Records from a data source:
[Start]

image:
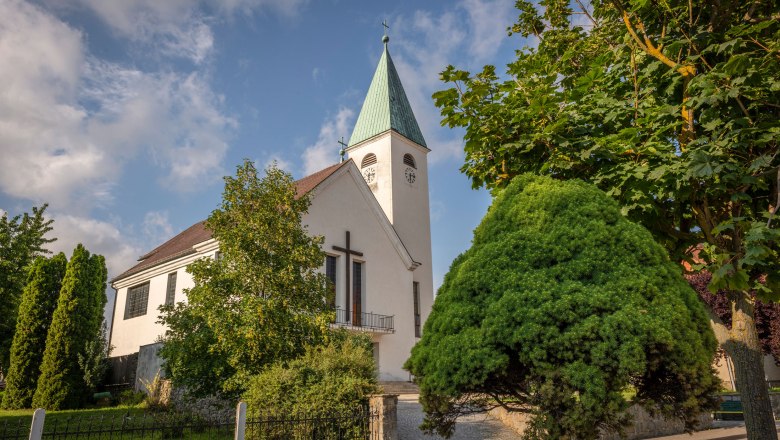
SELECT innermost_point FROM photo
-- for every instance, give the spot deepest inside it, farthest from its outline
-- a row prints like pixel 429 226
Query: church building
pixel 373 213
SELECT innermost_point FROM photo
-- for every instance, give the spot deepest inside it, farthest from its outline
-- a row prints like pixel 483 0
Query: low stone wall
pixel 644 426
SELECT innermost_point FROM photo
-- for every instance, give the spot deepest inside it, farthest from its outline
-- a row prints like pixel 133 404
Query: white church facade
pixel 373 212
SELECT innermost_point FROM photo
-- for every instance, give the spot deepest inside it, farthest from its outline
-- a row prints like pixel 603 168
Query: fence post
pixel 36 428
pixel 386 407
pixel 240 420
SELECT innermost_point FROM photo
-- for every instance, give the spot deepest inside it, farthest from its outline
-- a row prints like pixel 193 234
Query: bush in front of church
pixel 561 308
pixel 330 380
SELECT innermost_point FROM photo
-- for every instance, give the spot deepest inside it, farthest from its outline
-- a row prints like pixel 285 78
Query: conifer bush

[End]
[Start]

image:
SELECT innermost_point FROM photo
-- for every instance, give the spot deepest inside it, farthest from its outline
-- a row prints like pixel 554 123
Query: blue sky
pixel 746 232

[End]

Which lines of the records above contain the word "Query"? Pick out each one and copy it, treating the match as case-sensitive.

Query: church building
Query: low stone wall
Query: white church facade
Query: fence post
Query: bush in front of church
Query: conifer bush
Query: blue sky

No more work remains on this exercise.